LO QUE SE PIDE: Resume en dos oraciones el texto sobre la curación del paralítico en Cafarnaún.

──────── FRAGMENTO DE LECTURA ────────

Mc 2,1-12
Entró Jesús de nuevo en Cafarnaún, y al poco tiempo corrió la voz de que estaba en casa. Se agolparon tantos que ni siquiera ante la puerta había ya sitio, mientras él les anunciaba la palabra. Entonces vinieron a traerle a un paralítico, llevado entre cuatro.
Al no poder presentárselo a causa de la multitud, levantaron el techo encima de donde él estaba, abrieron un boquete y descolgaron la camilla donde yacía el paralítico. Viendo Jesús la fe que tenían, dijo al paralítico: “Hijo, tus pecados te son perdonados.” Estaban allí sentados algunos escribas, que pensaban para sus adentros: “¿Por qué éste habla así? Está blasfemando. ¿Quién puede perdonar los pecados, sino Dios sólo?” Pero, al instante, conociendo Jesús en su espíritu lo que ellos pensaban en su interior, les dijo: “¿Por qué pensáis así en vuestro interior? ¿Qué es más fácil, decir al paralítico ‘Tus pecados te son perdonados’ o decirle ‘Levántate, toma tu camilla y anda’? Pues para que sepáis que el Hijo del hombre tiene en la tierra poder de perdonar pecados –dice al paralítico-: ‘A ti te digo, levántate, toma tu camilla y vete a tu casa’.” Se levantó y, tomando la camilla, salió al instante a la vista de todos, de modo que quedaron asombrados y alababan a Dios diciendo: “Jamás vimos cosa parecida.”
Junto con Jesús, nos alegramos al ver la fe de aquellas personas, gracias a la cual el Señor pudo sanar al paralítico. Su fe fue tan fuerte y concreta que removieron todos los obstáculos, hasta que el paralítico se encontró frente a Jesús. No era solamente la fe del enfermo; sino la de aquellos que lo llevaron donde el Señor, aunque para ello tuvieran que abrir un boquete en el techo.
He aquí una importante lección: También nosotros podemos creer en representación por otros e interceder en su favor… Y es que la fe, como virtud teologal, radica en la convicción de que Dios puede y quiere intervenir. La fe se cimenta en primer lugar en Dios mismo, más que en la necesidad que una persona pueda estar pasando, por más apremiante y urgente que sea… La fe de aquellos cuatro hombres se basa en la certeza de que el Señor actuará concretamente. ¡Tienen una gran fe! Y el Señor responde a ella…
Sin embargo, su primera respuesta es distinta a lo esperado. Jesús comienza con lo prioritario: Él perdona los pecados. ¡Qué bendición tan inmensa para las personas el no tener que morir con sus pecados, que les sea retirado el enorme peso de sus culpas, que vuelva a surgir la esperanza, que el alma sea purificada, que el hombre reciba nuevamente de Dios su dignidad y sea liberado de la esclavitud del pecado!
En efecto, es el pecado el que paraliza al hombre; el que le usurpa su belleza; el que le impide hacer el bien de buena gana, total e inmediatamente; el que no permite que Dios penetre por completo en la persona y more en ella… Es el pecado el que oscurece la verdadera imagen del hombre, que ha de reflejar a Dios. Por tanto, es una ofensa a Dios y una gran injusticia contra Él, que creó tan maravillosamente al hombre, coronándolo de gloria y dignidad (cf. Sal 8,6).

──────── EXTRACTO DE DATOS ────────

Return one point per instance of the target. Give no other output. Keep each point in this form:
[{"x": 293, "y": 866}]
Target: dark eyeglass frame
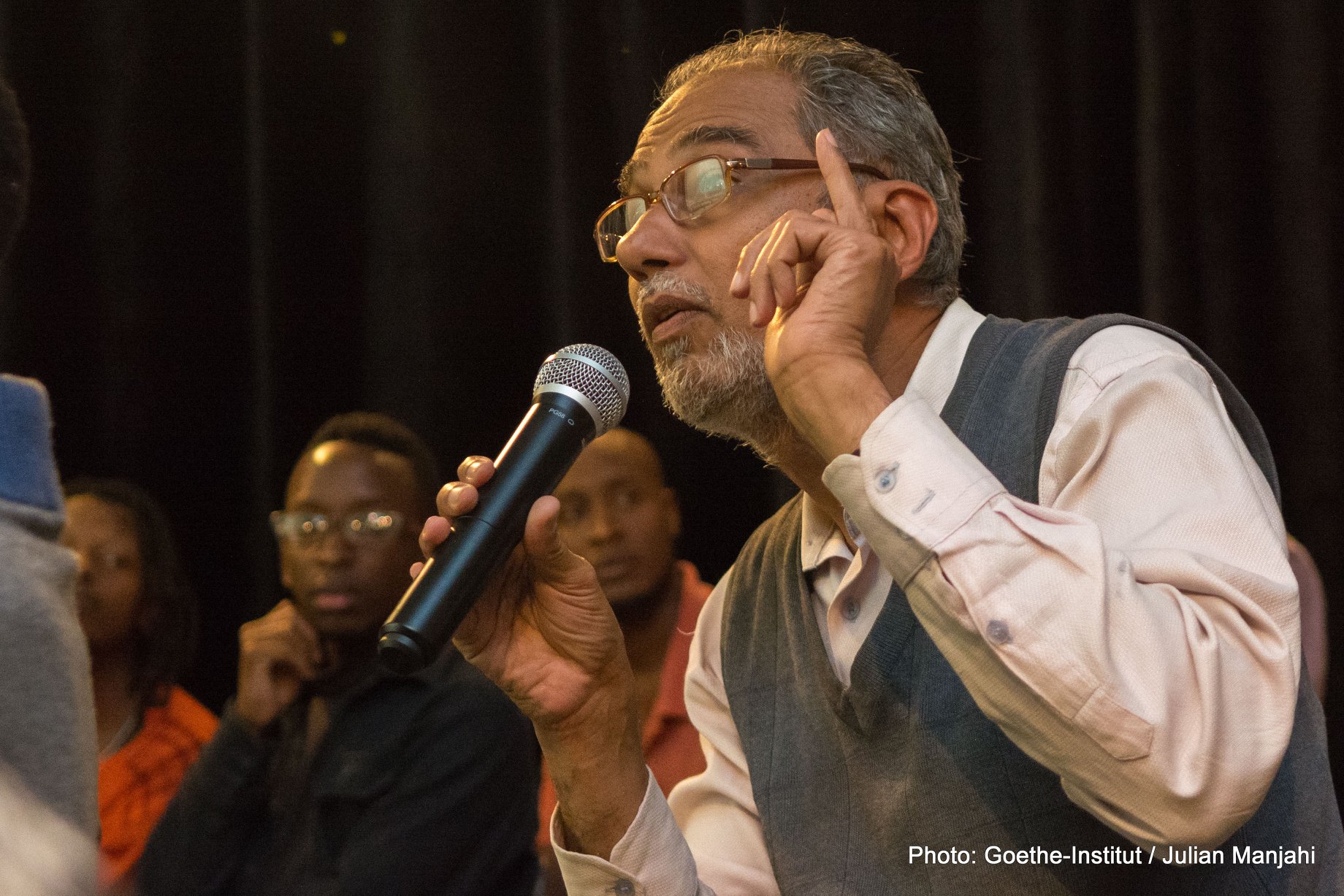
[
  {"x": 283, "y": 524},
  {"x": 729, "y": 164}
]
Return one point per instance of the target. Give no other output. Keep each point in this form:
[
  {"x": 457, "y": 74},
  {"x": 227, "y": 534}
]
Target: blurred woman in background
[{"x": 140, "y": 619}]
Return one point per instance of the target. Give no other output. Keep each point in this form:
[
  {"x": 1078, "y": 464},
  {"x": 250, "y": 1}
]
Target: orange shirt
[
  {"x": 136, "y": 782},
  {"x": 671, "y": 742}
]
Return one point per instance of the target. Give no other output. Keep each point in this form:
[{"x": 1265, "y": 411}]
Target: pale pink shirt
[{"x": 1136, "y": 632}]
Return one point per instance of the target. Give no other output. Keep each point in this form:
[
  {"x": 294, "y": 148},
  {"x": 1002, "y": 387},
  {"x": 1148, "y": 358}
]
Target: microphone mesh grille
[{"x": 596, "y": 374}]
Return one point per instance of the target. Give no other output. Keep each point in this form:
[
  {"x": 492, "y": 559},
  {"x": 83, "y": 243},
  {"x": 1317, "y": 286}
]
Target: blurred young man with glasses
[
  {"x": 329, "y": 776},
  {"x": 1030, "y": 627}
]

────────

RESPUESTA DEL EJERCICIO: En Cafarnaún, cuatro hombres bajaron a un paralítico por un boquete en el techo hasta Jesús, quien, al ver su fe, le perdonó los pecados y, frente a lo que pensaban unos escribas, le ordenó levantarse; el hombre salió con su camilla y todos quedaron asombrados. El comentario señala que la fe de quienes lo llevaron enseña que también podemos creer e interceder por otros, y que Jesús comenzó por lo prioritario, el perdón de los pecados, ya que es el pecado el que paraliza al hombre.